*Selected excerpt*
───

So here they are – the two keys to unlock your communication issues: listen and clarify.
Yup, it’s that straightforward. First and foremost, you have to be able to listen. Put the damn phone down, quit trying to figure out what you’re going to say next.. just shut up for a minute and LISTEN. Pay attention to what the person is saying and how it’s relevant.
The other half of this is clarification. A conversation is only effective if everyone involved knows *for a fact* what is actually being discussed. Once the person you’re talking to has made their statement, clearly and directly ask them if they meant __________ – and fill in that blank with whatever you understood them to be saying. If they say no, ask them to explain it again. Keep going with this until they confirm that you are understanding them correctly.
Many times, you’ll run in to other people who just don’t know this stuff. THAT’S OKAY. Don’t let it deter you from trying to keep up your good communication practices. If you ask your kid to clean his room and he says, “Okay,” (or “yes, ma’am” as it is in my house), make sure that your kid knows what that is supposed to look like. It is perfectly acceptable – no matter the age of the person to whom you’re speaking – to very that they understand. Here’s an example of what this might look like in an office environment:
Jill, I need you to send an email to our supplier about an order that hasn’t come in.
Do you know who the email needs to go to?
Sure, it needs to go to Cindy in the shipping department.
Great. Do you need any specifics from me about that particular order before I go back to my office?
Nope, it’s order #2005. I have the information right now.

───

Records from a collection
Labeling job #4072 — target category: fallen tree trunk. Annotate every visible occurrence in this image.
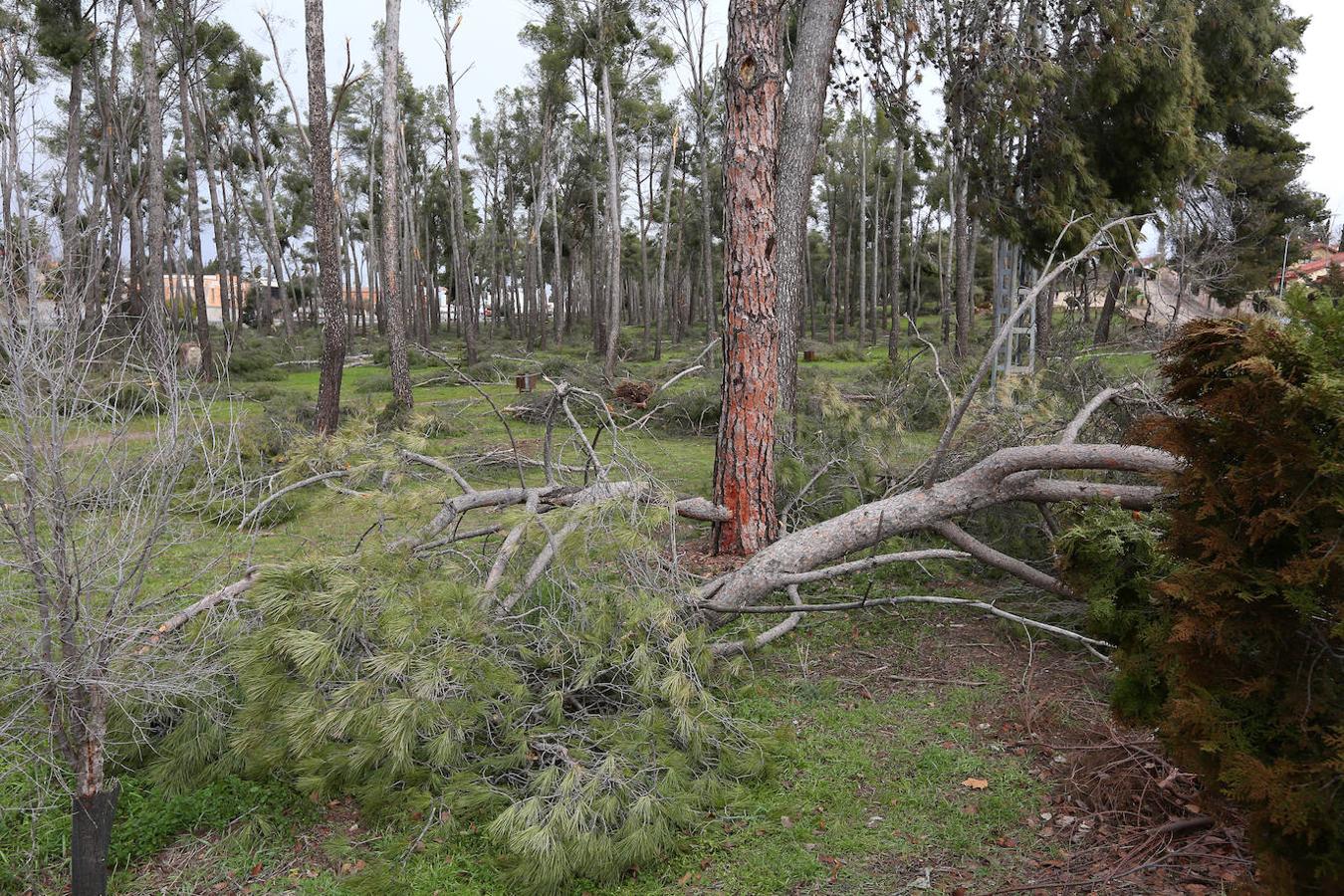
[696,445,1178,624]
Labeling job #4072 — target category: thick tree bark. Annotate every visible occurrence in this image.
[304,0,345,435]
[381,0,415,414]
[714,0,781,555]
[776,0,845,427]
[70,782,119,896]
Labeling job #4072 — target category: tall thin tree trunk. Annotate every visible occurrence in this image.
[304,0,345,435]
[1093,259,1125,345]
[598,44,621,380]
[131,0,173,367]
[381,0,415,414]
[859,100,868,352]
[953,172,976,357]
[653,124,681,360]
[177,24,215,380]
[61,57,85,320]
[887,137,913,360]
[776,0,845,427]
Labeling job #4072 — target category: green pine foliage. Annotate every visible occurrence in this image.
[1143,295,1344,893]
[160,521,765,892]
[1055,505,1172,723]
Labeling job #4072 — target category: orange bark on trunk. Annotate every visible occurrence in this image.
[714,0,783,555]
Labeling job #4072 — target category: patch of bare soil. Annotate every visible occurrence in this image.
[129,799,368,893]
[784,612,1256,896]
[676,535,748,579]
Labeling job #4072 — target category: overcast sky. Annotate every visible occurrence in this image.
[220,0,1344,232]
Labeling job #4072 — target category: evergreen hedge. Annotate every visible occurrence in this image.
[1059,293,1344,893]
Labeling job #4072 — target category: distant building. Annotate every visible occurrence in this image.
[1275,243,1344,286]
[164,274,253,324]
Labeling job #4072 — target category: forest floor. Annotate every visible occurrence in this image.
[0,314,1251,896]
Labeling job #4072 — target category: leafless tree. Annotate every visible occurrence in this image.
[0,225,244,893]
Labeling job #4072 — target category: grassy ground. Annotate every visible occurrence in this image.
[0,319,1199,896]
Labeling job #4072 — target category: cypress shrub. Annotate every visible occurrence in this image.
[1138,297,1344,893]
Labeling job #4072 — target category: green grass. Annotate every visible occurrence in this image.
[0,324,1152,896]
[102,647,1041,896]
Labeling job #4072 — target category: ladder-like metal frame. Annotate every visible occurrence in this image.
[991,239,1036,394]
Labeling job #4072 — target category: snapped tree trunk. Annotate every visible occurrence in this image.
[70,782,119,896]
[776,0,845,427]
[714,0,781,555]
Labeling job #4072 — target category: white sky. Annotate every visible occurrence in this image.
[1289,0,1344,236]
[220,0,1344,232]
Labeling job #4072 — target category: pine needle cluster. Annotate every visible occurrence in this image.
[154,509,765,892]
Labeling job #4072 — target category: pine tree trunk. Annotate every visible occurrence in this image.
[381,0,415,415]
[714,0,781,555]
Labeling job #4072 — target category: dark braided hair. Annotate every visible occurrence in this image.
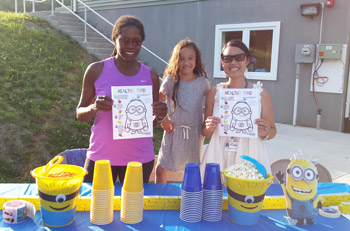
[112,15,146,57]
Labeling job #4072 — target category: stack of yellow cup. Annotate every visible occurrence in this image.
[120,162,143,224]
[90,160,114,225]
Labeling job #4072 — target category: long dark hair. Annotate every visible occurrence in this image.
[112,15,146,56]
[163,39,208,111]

───

*Tasks and exercises*
**1)** Retype the listing lines starting at the one containing "Labeling job #4072 — target category: overcast" and ending at the one containing "[991,239,1036,394]", with both of those lines included.
**2)** Continue the passage on listening and clarifying in conversation from the point where it stops.

*Responses for each task*
**1)**
Labeling job #4072 — target category: overcast sky. Annotate every visible occurrence in this image.
[220,0,1344,232]
Labeling job #4072 — target category: evergreen hedge. Annotate every visible occurrence in this image.
[1059,293,1344,893]
Labeling job #4072 — target category: distant building. Annotate every visible occurrence in this image.
[1275,243,1344,286]
[164,274,253,324]
Labeling job #4072 — target category: forest floor. Annotate every visible occurrence in this image.
[0,314,1251,896]
Labeling job #4072 — target category: leafless tree. Annotate every visible occurrence in this image.
[0,225,244,893]
Labeling job #4072 — target category: grassy ground. Annotate every visible occurrence in this image.
[0,319,1199,896]
Labeling job #4072 — target category: cypress shrub. Annotate every visible occurrence in this image.
[1138,297,1344,893]
Labeling job #4072 — target category: green grass. Annotate every visible occurrence in this image.
[0,324,1152,896]
[102,647,1041,896]
Labeling job #4072 — target category: ladder-like metal frame. Annotate every visible occurrence in this image.
[991,239,1036,394]

**2)**
So you know that Jill knows where to find the information needed for this. Work is sometimes the hardest place to do this because you can’t take up all of your time doing a back and forth. People have jobs to do, after all. But clear communication will take up far less time than having to fix a screw up because someone just didn’t understand.
Other good points to remember when communicating:
– acknowledge that the other person’s point, opinion, and feelings are all valid
– take a time out if things get heated, but always come back and finish up the conversation
– use “I feel” statements (“I feel like my opinion isn’t important when you don’t respond” instead of “you don’t ever fucking listen to me”)
Now, I’ll be honest. This is going to feel like it takes FOREVER to have a conversation while you get in the swing of doing this. It’s going to feel like it’ll just be easier to say what you need to say and move, and then just deal with anything that comes up afterward. It’s also going to feel hella awkward for a bit. I’m telling you, though… it’s worth it. You’ll reduce you own stress by knowing that you’re being heard, feeling more confident that you’re understanding others, and by not having so many fights about stupid shit. And trust me, most fights are stupid and most come from simple lack of communication.